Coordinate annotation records
━━━━━━━━━━━━━━━━━━━━

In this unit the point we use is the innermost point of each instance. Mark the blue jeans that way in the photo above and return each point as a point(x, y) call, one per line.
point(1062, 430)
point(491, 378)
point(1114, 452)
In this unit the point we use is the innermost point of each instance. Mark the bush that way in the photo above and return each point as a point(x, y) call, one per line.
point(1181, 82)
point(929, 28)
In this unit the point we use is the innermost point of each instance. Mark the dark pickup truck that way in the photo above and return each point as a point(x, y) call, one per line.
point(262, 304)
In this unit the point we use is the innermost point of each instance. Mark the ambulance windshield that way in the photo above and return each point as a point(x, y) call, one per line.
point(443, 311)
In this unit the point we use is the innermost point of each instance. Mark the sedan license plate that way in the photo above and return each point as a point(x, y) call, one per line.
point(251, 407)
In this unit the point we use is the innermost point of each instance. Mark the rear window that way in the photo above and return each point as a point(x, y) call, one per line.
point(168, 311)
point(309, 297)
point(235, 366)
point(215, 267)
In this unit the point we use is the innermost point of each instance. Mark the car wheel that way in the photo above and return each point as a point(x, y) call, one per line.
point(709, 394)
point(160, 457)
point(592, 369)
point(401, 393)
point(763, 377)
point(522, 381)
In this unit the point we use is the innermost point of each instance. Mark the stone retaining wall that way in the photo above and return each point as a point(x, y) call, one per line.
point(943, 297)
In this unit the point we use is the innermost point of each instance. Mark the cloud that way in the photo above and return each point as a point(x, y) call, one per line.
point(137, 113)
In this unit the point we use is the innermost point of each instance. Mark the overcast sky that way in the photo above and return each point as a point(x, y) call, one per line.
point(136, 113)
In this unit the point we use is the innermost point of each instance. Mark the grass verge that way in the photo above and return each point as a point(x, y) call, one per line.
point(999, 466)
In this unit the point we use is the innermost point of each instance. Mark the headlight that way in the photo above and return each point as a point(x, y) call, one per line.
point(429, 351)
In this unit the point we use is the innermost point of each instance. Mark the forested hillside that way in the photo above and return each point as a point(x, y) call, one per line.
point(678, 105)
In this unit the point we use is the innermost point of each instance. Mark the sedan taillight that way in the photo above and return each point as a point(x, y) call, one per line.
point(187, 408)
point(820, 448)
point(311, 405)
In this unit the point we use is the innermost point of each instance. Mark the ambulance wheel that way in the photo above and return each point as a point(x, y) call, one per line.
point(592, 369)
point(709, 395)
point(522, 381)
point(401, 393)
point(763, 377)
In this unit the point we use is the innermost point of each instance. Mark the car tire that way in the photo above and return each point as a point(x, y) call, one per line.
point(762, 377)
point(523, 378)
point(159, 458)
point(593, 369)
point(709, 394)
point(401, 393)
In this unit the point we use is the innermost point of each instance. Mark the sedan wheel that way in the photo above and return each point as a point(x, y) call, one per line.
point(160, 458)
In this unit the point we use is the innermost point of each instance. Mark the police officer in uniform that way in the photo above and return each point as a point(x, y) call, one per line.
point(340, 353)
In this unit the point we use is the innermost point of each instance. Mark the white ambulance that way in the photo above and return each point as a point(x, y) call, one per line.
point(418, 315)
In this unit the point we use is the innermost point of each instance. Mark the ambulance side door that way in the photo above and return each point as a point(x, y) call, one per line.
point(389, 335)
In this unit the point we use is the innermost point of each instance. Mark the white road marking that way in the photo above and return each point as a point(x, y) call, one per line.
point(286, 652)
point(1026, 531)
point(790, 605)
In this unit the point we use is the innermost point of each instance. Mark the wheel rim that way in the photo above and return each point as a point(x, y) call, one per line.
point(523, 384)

━━━━━━━━━━━━━━━━━━━━

What is asked: Reproduce word for word the rows above, beginning with the line that contains "Mark the wheel" and continuing through the final line of the rows.

Response to the exercise:
In this unit the point we use is the innermost point of each instance. Mark the wheel rim that way in the photo above and return each point as a point(x, y) call, one per line.
point(523, 384)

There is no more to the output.